Data taken from a collection:
Content starts

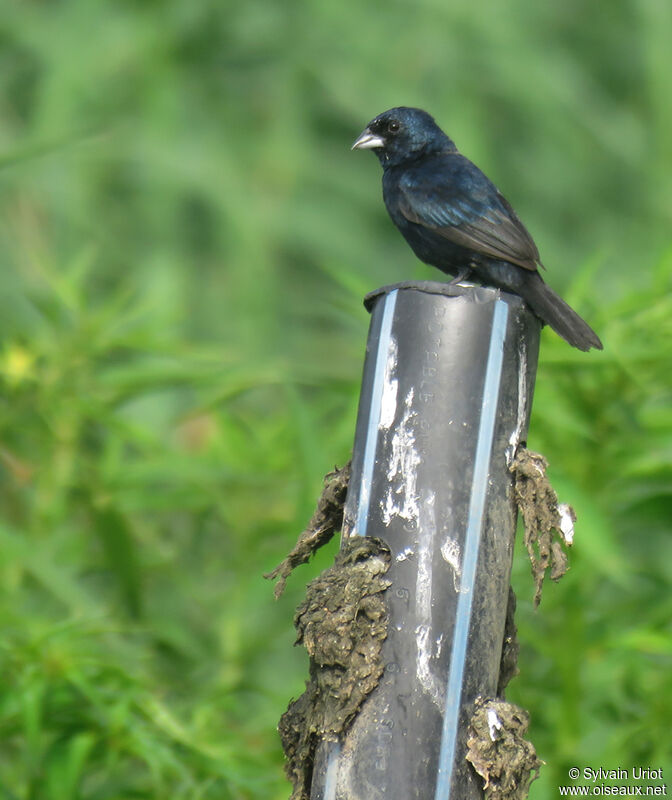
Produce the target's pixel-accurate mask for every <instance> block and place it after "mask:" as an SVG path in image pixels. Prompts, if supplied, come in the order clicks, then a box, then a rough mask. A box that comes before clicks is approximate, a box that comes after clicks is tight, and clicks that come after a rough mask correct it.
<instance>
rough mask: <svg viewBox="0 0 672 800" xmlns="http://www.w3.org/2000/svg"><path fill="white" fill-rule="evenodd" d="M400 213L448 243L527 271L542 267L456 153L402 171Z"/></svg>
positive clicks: (512, 222) (512, 212)
mask: <svg viewBox="0 0 672 800" xmlns="http://www.w3.org/2000/svg"><path fill="white" fill-rule="evenodd" d="M399 189H400V198H399V205H400V211H401V213H402V214H403V215H404V217H406V219H408V220H409V221H410V222H415V223H416V224H418V225H423V226H424V227H426V228H430V229H431V230H433V231H435V232H436V233H437V234H439V235H440V236H444V237H445V238H446V239H448V240H449V241H451V242H454V243H455V244H458V245H461V246H462V247H465V248H467V249H469V250H474V251H476V252H477V253H481V254H483V255H485V256H490V257H491V258H499V259H502V260H504V261H509V262H511V263H512V264H517V265H518V266H519V267H524V268H525V269H529V270H536V269H537V267H538V266H542V264H541V262H540V261H539V251H538V250H537V246H536V244H535V243H534V240H533V239H532V237H531V236H530V234H529V233H528V231H527V229H526V228H525V226H524V225H523V223H522V222H521V221H520V220H519V219H518V217H517V215H516V212H515V211H514V210H513V209H512V208H511V206H510V205H509V203H508V202H507V200H506V199H505V198H504V197H503V196H502V195H501V194H500V193H499V191H498V190H497V187H496V186H494V184H493V183H492V182H491V181H490V180H489V179H488V178H487V177H486V176H485V175H484V174H483V173H482V172H481V171H480V170H479V169H478V167H476V166H475V165H474V164H472V163H471V161H469V160H468V159H467V158H465V157H464V156H462V155H459V154H457V153H455V154H449V155H447V156H443V157H442V158H441V159H436V160H433V161H432V162H429V163H426V164H423V165H422V166H421V167H417V168H416V169H413V170H407V171H406V172H405V174H404V175H403V176H402V177H401V179H400V181H399Z"/></svg>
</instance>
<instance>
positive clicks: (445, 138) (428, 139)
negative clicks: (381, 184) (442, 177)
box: [352, 106, 457, 167]
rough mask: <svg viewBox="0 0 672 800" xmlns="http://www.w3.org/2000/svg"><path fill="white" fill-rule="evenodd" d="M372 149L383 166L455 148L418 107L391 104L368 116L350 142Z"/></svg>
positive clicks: (360, 146) (430, 118)
mask: <svg viewBox="0 0 672 800" xmlns="http://www.w3.org/2000/svg"><path fill="white" fill-rule="evenodd" d="M352 149H353V150H373V151H374V153H375V154H376V155H377V156H378V158H379V159H380V163H381V164H382V165H383V167H386V166H395V165H397V164H403V163H404V162H405V161H411V160H413V159H415V158H418V157H419V156H421V155H426V154H430V153H433V152H436V153H439V152H455V151H456V150H457V148H456V147H455V143H454V142H453V141H452V140H451V139H449V138H448V137H447V136H446V134H445V133H444V132H443V131H442V130H441V128H439V126H438V125H437V124H436V122H434V118H433V117H432V116H430V115H429V114H428V113H427V112H426V111H422V109H420V108H406V107H405V106H401V107H399V108H391V109H390V110H389V111H384V112H383V113H382V114H379V115H378V116H377V117H376V118H375V119H373V120H371V122H369V124H368V125H367V126H366V128H364V130H363V131H362V133H361V134H360V135H359V136H358V137H357V139H356V140H355V143H354V144H353V145H352Z"/></svg>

Content ends

What is needed: Please rewrite the rows above with "positive clicks" swapped for "include clicks" everywhere and nothing else changed, omitting the pictures.

Solved problem:
Produce the target's pixel-accurate mask for every <instance> block and place it after "mask:" as an SVG path in image pixels. Prompts, if supplied, come in the order clicks, then a box, then a rough mask. A box that comes before clicks is approximate, a box that comes after clicks is tight, and clicks that come after a rough mask correct it.
<instance>
rough mask: <svg viewBox="0 0 672 800" xmlns="http://www.w3.org/2000/svg"><path fill="white" fill-rule="evenodd" d="M400 213L448 243L527 271L542 267L456 153L402 171Z"/></svg>
include clicks: (512, 222) (512, 212)
mask: <svg viewBox="0 0 672 800" xmlns="http://www.w3.org/2000/svg"><path fill="white" fill-rule="evenodd" d="M399 189H400V198H399V205H400V211H401V213H402V214H403V215H404V217H406V219H408V220H409V221H410V222H415V223H416V224H418V225H423V226H424V227H426V228H430V229H431V230H433V231H435V232H436V233H437V234H439V235H440V236H444V237H445V238H446V239H448V240H449V241H451V242H454V243H455V244H458V245H461V246H462V247H465V248H467V249H469V250H474V251H476V252H477V253H481V254H483V255H485V256H490V257H491V258H499V259H502V260H504V261H509V262H511V263H512V264H517V265H518V266H519V267H524V268H525V269H529V270H536V269H537V267H538V266H542V264H541V262H540V261H539V251H538V250H537V246H536V244H535V243H534V240H533V239H532V237H531V236H530V234H529V233H528V231H527V229H526V228H525V226H524V225H523V223H522V222H521V221H520V220H519V219H518V217H517V215H516V212H515V211H514V210H513V209H512V208H511V206H510V205H509V203H508V202H507V200H506V199H505V198H504V197H503V196H502V195H501V194H500V193H499V191H498V190H497V187H496V186H494V184H493V183H492V182H491V181H490V180H489V179H488V178H487V177H486V176H485V175H484V174H483V173H482V172H481V171H480V170H479V169H478V167H476V166H475V165H474V164H472V163H471V161H469V160H468V159H467V158H465V157H464V156H462V155H459V154H457V153H455V154H449V155H447V156H443V157H442V158H441V159H436V160H433V161H432V162H429V163H426V164H423V165H422V166H421V167H417V168H416V169H413V170H407V171H406V172H405V174H404V175H403V176H402V177H401V179H400V181H399Z"/></svg>
</instance>
<instance>
include clicks: (445, 138) (428, 139)
negative clicks: (381, 184) (442, 177)
box: [352, 106, 457, 167]
rough mask: <svg viewBox="0 0 672 800" xmlns="http://www.w3.org/2000/svg"><path fill="white" fill-rule="evenodd" d="M372 149L383 166L455 148L418 107L391 104L368 116L350 142Z"/></svg>
include clicks: (360, 146) (430, 118)
mask: <svg viewBox="0 0 672 800" xmlns="http://www.w3.org/2000/svg"><path fill="white" fill-rule="evenodd" d="M352 149H353V150H373V151H374V153H375V154H376V155H377V156H378V158H379V159H380V163H381V164H382V165H383V167H386V166H395V165H397V164H403V163H404V162H405V161H411V160H413V159H415V158H418V157H419V156H421V155H426V154H430V153H433V152H436V153H439V152H455V151H456V150H457V148H456V147H455V143H454V142H453V141H452V140H451V139H449V138H448V137H447V136H446V134H445V133H444V132H443V131H442V130H441V128H439V126H438V125H437V124H436V122H434V118H433V117H432V116H430V115H429V114H428V113H427V112H426V111H422V109H420V108H406V107H405V106H401V107H399V108H391V109H390V110H389V111H384V112H383V113H382V114H379V115H378V116H377V117H376V118H375V119H373V120H371V122H369V124H368V125H367V126H366V128H364V130H363V131H362V133H361V134H360V135H359V136H358V137H357V139H356V140H355V143H354V144H353V145H352Z"/></svg>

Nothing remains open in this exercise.